> [EXERCISE]: Copy the records below, from the line containing "Target: aircraft wing" through the last line; leave out pictures.

> [EXTRACTED INFORMATION]:
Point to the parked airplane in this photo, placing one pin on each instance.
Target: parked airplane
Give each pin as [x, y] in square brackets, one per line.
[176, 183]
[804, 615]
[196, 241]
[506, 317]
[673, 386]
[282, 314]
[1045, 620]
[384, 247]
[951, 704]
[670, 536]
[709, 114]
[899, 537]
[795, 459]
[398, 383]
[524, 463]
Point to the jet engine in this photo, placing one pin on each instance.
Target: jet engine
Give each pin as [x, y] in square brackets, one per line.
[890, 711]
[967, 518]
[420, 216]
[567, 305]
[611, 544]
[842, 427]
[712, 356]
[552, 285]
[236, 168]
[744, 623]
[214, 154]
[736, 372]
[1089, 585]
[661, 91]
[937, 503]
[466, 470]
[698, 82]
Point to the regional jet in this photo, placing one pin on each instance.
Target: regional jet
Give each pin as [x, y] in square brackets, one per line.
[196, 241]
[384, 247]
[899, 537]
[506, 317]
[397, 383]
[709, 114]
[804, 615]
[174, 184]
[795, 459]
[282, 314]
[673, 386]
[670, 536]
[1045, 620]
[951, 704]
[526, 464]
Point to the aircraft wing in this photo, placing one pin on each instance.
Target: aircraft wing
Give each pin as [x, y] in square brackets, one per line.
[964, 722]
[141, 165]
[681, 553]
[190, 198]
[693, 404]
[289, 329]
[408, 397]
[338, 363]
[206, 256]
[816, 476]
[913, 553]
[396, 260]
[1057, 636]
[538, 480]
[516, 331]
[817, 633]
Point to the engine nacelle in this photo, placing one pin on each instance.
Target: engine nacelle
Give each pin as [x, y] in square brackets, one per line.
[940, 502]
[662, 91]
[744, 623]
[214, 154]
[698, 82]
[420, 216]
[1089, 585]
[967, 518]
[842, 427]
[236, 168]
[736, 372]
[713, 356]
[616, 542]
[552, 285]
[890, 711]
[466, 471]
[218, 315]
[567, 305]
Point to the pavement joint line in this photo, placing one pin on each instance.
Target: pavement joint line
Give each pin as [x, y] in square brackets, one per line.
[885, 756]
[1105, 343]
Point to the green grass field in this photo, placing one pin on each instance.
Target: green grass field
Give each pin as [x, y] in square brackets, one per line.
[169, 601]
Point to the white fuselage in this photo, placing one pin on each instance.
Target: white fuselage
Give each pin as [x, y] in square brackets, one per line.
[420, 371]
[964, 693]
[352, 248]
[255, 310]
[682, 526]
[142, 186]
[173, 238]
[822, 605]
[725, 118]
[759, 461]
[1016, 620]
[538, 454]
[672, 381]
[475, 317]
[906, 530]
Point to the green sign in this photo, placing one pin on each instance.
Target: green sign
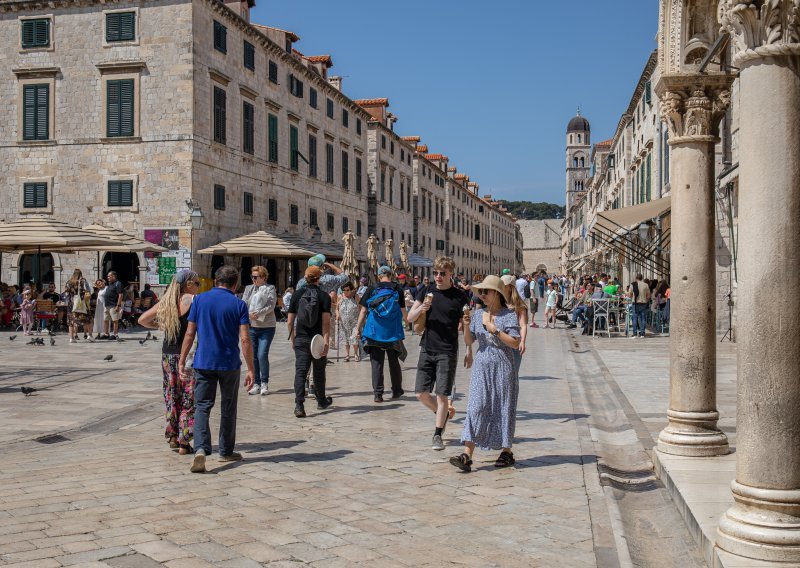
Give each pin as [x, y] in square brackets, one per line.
[166, 269]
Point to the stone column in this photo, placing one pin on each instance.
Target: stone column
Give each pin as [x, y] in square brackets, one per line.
[764, 522]
[692, 106]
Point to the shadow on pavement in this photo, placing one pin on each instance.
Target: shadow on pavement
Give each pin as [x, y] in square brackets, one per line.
[293, 457]
[268, 446]
[525, 415]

> [EXERCISE RESULT]:
Target: aircraft wing
Give each pin as [x, y] in square brackets, one per line.
[964, 722]
[141, 165]
[681, 553]
[190, 198]
[693, 404]
[289, 329]
[408, 397]
[338, 363]
[206, 256]
[816, 476]
[913, 553]
[396, 260]
[1057, 636]
[538, 480]
[516, 331]
[817, 633]
Point to the engine nacelle in this photo, placing one pin on each instance.
Target: engine nacelle
Give each pin as [x, y] in square brackets, one per line.
[940, 502]
[662, 91]
[744, 623]
[214, 154]
[698, 82]
[420, 216]
[1089, 585]
[967, 518]
[842, 427]
[236, 168]
[736, 372]
[713, 356]
[616, 542]
[552, 285]
[890, 711]
[466, 471]
[218, 315]
[567, 305]
Point to the pavement joint line in this photo, placing one pin on each instance.
Target: pavement joint line
Give each pin as [x, y] in square brackets, one per line.
[885, 756]
[1105, 343]
Point to the green grass field in this photo, placing one pin on each instance.
Target: green grass field
Give each pin as [x, y] in square brackets, one per line.
[169, 601]
Point to the white fuselage in this photo, placing one pin on each instance.
Target: white fuselage
Give each pin as [x, y] in square brackets, one per line.
[420, 371]
[964, 693]
[352, 248]
[255, 310]
[682, 526]
[142, 186]
[173, 238]
[822, 605]
[725, 118]
[759, 461]
[1016, 620]
[538, 454]
[672, 381]
[475, 317]
[906, 530]
Point to the green sign in this photo, placing one pin on each instance.
Target: green sign
Give each pin as [x, y] in square brackets, one per line.
[166, 269]
Point to the stone column in this photo, placing one pin on each instance.
Target: stone column
Give each pin as [x, y] in square brackets, one per line.
[764, 522]
[692, 106]
Point to the shadow on pavement in this photo, placing one pin on each instance.
Target: shadow on pavement
Give each pin as [x, y] in square brackets, one per line.
[293, 457]
[268, 446]
[525, 415]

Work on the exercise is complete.